◆ **The problem**:
Pick out each line of the material below that contains the word "black", and copy those lines in full.

◆ **Extracted information**:
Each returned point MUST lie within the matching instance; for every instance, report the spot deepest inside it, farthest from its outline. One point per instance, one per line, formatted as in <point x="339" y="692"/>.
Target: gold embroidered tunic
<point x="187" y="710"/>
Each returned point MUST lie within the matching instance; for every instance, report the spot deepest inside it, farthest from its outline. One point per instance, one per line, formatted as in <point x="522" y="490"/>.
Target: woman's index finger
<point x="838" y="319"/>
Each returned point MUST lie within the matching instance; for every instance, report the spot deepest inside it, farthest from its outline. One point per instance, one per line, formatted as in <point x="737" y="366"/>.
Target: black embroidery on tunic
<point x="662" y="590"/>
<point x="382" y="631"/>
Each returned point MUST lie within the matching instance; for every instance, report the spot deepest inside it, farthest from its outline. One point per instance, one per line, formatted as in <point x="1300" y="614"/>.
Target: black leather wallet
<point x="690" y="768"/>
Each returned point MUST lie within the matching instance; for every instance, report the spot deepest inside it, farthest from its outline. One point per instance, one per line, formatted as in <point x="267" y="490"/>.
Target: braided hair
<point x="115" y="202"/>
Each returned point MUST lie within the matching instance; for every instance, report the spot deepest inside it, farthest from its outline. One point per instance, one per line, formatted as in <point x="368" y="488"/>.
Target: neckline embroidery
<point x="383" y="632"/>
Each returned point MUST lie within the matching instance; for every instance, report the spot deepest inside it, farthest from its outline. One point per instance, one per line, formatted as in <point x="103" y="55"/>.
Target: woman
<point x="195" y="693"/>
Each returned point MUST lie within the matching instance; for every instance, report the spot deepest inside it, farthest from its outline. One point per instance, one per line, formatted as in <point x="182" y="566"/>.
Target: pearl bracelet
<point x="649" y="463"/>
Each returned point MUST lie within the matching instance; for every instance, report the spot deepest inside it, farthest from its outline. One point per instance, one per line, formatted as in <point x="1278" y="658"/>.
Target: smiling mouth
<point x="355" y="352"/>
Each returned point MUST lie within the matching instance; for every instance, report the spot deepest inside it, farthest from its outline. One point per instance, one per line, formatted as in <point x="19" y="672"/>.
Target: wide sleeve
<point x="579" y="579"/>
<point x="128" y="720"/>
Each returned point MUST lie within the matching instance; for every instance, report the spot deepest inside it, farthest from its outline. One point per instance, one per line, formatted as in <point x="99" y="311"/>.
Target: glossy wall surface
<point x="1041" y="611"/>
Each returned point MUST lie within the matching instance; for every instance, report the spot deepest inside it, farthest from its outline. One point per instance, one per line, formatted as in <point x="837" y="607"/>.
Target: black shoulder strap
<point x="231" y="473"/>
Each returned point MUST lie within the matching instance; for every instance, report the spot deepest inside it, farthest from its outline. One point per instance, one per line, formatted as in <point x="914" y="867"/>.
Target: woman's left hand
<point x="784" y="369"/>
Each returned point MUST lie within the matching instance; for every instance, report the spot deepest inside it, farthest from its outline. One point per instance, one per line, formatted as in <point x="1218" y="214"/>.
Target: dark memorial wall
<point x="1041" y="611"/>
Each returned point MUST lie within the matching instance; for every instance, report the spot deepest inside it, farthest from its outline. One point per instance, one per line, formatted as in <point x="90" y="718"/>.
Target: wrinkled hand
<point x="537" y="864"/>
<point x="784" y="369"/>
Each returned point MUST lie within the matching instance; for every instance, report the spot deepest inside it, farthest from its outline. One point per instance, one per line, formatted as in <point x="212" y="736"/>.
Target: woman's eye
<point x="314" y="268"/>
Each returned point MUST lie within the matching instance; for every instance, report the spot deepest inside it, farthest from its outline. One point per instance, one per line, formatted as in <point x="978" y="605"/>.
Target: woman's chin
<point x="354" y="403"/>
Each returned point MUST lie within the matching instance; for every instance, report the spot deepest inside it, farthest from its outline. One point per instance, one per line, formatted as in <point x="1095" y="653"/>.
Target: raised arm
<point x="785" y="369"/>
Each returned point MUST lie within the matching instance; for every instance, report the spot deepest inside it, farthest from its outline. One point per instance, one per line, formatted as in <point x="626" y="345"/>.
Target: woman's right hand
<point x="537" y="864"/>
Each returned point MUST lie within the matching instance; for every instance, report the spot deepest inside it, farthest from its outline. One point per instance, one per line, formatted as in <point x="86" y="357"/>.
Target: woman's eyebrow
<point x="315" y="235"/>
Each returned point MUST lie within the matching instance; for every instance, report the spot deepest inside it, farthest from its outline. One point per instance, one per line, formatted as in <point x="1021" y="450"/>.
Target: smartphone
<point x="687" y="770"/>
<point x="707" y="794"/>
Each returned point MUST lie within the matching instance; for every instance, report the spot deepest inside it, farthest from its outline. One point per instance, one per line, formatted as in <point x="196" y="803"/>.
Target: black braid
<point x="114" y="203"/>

◆ **Complete output**:
Target: black embroidery on tunic
Target: black leather wallet
Target: black shoulder strap
Target: black braid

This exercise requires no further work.